-- start INFORMATION GIVEN --

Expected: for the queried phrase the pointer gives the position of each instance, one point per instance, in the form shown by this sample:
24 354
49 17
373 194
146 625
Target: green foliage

-- end INFORMATION GIVEN --

*WHAT TO DO:* Can you turn the items above into a Markdown table, with a No. column numbering each line and a Text column holding that line, leaving out any blank lines?

*RESULT BELOW:*
| No. | Text |
|---|---|
| 1 | Expected: for the queried phrase the pointer gives the position of each instance, one point per instance, in the form shown by this sample: |
| 2 | 24 354 |
| 3 | 49 17 |
| 4 | 373 194 |
| 5 | 146 625 |
| 6 | Target: green foliage |